(Items listed in a dataset)

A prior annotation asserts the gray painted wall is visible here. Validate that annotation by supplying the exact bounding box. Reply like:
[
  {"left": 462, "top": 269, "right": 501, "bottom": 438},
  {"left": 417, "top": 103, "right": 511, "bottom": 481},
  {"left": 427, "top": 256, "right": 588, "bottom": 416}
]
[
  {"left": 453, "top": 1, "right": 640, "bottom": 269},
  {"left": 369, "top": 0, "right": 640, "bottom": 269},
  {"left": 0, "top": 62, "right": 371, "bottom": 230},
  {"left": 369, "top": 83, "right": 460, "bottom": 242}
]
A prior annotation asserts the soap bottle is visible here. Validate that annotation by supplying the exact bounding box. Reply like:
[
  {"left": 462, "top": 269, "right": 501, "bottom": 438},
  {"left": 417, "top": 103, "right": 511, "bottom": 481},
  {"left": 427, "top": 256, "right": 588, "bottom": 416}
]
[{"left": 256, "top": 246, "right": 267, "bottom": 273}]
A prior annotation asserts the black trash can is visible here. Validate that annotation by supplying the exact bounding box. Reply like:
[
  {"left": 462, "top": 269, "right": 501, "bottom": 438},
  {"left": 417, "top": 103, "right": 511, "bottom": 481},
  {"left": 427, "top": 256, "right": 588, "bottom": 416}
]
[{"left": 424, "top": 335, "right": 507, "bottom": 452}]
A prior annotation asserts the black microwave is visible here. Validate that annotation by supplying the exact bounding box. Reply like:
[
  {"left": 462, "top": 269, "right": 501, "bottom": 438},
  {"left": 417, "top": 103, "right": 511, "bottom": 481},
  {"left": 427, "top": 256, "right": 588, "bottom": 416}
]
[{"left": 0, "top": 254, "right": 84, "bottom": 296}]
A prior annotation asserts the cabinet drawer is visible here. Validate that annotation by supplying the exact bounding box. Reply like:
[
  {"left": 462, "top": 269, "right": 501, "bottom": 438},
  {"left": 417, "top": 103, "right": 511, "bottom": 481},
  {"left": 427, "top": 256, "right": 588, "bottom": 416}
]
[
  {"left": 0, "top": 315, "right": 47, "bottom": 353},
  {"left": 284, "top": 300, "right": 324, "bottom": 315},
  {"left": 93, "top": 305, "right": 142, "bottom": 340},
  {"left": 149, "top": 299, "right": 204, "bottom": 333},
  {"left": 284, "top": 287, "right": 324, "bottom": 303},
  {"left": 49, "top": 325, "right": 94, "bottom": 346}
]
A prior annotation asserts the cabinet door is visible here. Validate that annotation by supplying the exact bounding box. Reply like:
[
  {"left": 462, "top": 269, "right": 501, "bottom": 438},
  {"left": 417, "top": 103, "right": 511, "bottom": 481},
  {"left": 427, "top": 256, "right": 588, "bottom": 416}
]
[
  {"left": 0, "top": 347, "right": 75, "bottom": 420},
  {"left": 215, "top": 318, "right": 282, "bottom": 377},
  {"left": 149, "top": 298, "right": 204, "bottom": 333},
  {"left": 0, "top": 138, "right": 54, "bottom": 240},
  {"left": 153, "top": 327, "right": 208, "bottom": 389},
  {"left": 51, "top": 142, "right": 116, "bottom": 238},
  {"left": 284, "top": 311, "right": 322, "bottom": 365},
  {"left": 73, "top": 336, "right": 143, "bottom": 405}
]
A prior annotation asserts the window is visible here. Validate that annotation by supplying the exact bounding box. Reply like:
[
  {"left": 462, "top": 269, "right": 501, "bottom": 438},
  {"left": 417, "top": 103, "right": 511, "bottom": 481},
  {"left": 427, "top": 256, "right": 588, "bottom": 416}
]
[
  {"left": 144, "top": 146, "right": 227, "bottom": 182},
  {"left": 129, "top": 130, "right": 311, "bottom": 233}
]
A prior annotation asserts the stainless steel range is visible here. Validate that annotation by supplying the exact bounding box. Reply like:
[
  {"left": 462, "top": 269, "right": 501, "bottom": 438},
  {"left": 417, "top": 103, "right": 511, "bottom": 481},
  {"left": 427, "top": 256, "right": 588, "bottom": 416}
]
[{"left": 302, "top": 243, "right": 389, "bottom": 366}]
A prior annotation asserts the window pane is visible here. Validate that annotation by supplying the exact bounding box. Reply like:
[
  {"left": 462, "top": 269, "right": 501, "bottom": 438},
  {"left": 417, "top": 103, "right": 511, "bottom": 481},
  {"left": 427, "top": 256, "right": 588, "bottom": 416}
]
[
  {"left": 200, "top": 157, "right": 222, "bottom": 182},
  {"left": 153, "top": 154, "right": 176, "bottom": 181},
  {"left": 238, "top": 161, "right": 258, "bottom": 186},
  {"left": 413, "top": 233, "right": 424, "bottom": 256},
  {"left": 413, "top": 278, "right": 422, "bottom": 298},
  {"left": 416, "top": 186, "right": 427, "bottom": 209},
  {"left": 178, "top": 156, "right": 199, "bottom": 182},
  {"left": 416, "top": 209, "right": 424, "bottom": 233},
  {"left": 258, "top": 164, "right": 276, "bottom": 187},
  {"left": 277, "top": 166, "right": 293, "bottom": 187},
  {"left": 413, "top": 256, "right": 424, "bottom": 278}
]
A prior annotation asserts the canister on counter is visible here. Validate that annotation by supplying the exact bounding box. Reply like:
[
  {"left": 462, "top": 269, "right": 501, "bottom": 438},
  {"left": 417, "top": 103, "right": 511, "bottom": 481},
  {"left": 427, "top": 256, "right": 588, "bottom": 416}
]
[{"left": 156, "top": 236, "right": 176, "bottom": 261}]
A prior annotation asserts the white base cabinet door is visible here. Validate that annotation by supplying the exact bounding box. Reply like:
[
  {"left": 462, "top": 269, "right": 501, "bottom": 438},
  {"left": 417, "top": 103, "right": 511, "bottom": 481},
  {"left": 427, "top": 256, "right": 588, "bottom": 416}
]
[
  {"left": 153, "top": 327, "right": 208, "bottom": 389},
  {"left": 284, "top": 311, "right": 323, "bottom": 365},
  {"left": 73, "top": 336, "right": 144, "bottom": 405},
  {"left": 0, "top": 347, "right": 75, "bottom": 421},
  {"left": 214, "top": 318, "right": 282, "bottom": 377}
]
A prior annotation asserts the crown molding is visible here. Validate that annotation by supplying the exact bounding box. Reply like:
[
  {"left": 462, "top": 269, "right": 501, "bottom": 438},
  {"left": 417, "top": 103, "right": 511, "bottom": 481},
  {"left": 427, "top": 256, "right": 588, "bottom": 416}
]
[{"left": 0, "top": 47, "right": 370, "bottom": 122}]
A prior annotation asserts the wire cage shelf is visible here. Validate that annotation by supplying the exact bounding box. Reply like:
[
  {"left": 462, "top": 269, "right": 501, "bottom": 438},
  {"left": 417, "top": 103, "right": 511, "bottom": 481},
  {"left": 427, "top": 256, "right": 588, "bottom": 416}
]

# Exercise brief
Tally the lines in the data above that contain the string "window", and reply with the number alone.

# Result for this exercise
2